■ Daftar Tugas:
a. Tentukan apakah tiap pernyataan ini sesuai dengan artikel, lalu jawab ya atau tidak disertai kutipan persis yang menentukannya: (i) kaum fundamentalis bersikap terbuka terhadap ajaran lain; (ii) bahaya fundamentalisme agama terletak pada sikap memusuhi ilmu pengetahuan; (iii) ilmu pengetahuan lahir sebagai jawaban atas problem hidup manusia yang kompleks.
b. Tolong sebutkan semua kata yang langsung mengikuti kata "selalu" di dalam artikel.
c. Perbarui bagian artikel mulai dari "Kutipan ini menunjukan, kelompok" terus ke bawah sampai "bebas dan bermartabat.", dengan mengganti "ilmu pengetahuan" menjadi "sains", lalu tuliskan bagian itu kembali.

■ Artikel:
---
Kutipan ini menunjukan, kelompok
fundamentalis selalu berusaha melibas keberadaan ajaran lain. Sebab ajaran lain
dianggap selalu identik dengan kafir dan haram. Kaum fundamentalis, selalu
menjaga ajaran iman agar selalu suci dan murni(puritanisme), sambil bersikap
tertutup(eksklusif) terhadap kaum/ajaran lain.
Bahaya fundamentalisme agama
terletak pada sikap memusuhi ilmu pengetahuan. Padahal ilmu pengetahuan pada
dasarnya lahir sebagai jawaban atas problem hidup manusia yang kompleks. Ketika
orang beragama menutup diri terhadap ilmu pengetahuan maka ia dikendalikan oleh
takhayul yang tidak rasional dan membatasi kebebasannya. Hal ini tentu saja
tidak sesuai dengan hakikat manusia yang bebas dan bermartabat.
---
■ Baris Data:
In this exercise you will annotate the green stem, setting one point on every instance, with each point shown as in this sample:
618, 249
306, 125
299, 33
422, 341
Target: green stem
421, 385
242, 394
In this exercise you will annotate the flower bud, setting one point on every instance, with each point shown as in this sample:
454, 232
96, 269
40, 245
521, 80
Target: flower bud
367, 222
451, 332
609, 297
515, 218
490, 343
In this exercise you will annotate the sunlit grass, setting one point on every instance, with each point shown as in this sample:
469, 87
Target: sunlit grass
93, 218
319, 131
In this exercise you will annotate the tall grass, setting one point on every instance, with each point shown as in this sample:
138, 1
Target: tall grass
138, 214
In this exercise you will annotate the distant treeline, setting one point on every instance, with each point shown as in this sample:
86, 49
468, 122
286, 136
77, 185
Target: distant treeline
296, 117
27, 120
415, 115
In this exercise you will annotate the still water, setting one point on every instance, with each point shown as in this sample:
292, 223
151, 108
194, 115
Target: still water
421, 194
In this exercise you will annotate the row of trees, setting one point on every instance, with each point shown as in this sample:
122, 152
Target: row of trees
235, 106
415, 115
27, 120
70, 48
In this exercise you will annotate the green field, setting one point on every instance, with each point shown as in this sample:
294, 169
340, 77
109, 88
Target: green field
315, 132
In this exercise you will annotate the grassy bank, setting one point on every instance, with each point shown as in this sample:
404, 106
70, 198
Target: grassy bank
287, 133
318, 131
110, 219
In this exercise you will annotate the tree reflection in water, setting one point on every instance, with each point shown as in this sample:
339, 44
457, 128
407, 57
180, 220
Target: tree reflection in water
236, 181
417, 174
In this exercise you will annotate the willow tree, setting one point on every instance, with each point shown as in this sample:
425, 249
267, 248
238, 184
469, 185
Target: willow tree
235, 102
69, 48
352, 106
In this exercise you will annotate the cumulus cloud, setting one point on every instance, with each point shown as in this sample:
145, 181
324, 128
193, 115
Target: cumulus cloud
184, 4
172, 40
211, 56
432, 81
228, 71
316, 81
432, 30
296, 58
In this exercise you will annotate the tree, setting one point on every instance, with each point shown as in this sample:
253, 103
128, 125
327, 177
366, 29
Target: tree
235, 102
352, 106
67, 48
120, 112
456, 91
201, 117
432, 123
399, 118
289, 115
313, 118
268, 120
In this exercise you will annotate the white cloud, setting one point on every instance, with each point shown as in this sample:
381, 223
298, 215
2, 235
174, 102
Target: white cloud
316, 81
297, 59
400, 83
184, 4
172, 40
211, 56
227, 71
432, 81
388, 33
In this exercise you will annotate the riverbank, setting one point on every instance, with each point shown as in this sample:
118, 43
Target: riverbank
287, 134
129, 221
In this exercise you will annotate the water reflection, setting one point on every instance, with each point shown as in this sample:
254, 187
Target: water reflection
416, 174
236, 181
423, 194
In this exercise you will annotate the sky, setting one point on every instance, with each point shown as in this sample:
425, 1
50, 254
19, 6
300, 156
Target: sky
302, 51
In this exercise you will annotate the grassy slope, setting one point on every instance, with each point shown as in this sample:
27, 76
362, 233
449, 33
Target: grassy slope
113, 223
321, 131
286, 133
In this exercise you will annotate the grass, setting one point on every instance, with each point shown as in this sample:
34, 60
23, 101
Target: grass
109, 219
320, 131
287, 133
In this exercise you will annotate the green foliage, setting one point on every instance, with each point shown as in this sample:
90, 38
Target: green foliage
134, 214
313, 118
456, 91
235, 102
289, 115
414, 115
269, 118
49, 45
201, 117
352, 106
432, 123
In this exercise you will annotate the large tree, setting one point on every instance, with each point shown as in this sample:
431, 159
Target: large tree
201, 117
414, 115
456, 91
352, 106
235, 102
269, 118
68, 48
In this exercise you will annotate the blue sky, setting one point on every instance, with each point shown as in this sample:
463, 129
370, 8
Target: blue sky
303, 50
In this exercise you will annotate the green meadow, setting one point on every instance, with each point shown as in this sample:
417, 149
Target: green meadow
---
■ Jawaban Berikut:
a.
(i) Tidak: "bersikap tertutup(eksklusif) terhadap kaum/ajaran lain"
(ii) Ya: "Bahaya fundamentalisme agama terletak pada sikap memusuhi ilmu pengetahuan"
(iii) Ya: "ilmu pengetahuan pada dasarnya lahir sebagai jawaban atas problem hidup manusia yang kompleks"

b. berusaha, identik, menjaga, suci

c.
Kutipan ini menunjukan, kelompok
fundamentalis selalu berusaha melibas keberadaan ajaran lain. Sebab ajaran lain
dianggap selalu identik dengan kafir dan haram. Kaum fundamentalis, selalu
menjaga ajaran iman agar selalu suci dan murni(puritanisme), sambil bersikap
tertutup(eksklusif) terhadap kaum/ajaran lain.
Bahaya fundamentalisme agama
terletak pada sikap memusuhi sains. Padahal sains pada
dasarnya lahir sebagai jawaban atas problem hidup manusia yang kompleks. Ketika
orang beragama menutup diri terhadap sains maka ia dikendalikan oleh
takhayul yang tidak rasional dan membatasi kebebasannya. Hal ini tentu saja
tidak sesuai dengan hakikat manusia yang bebas dan bermartabat.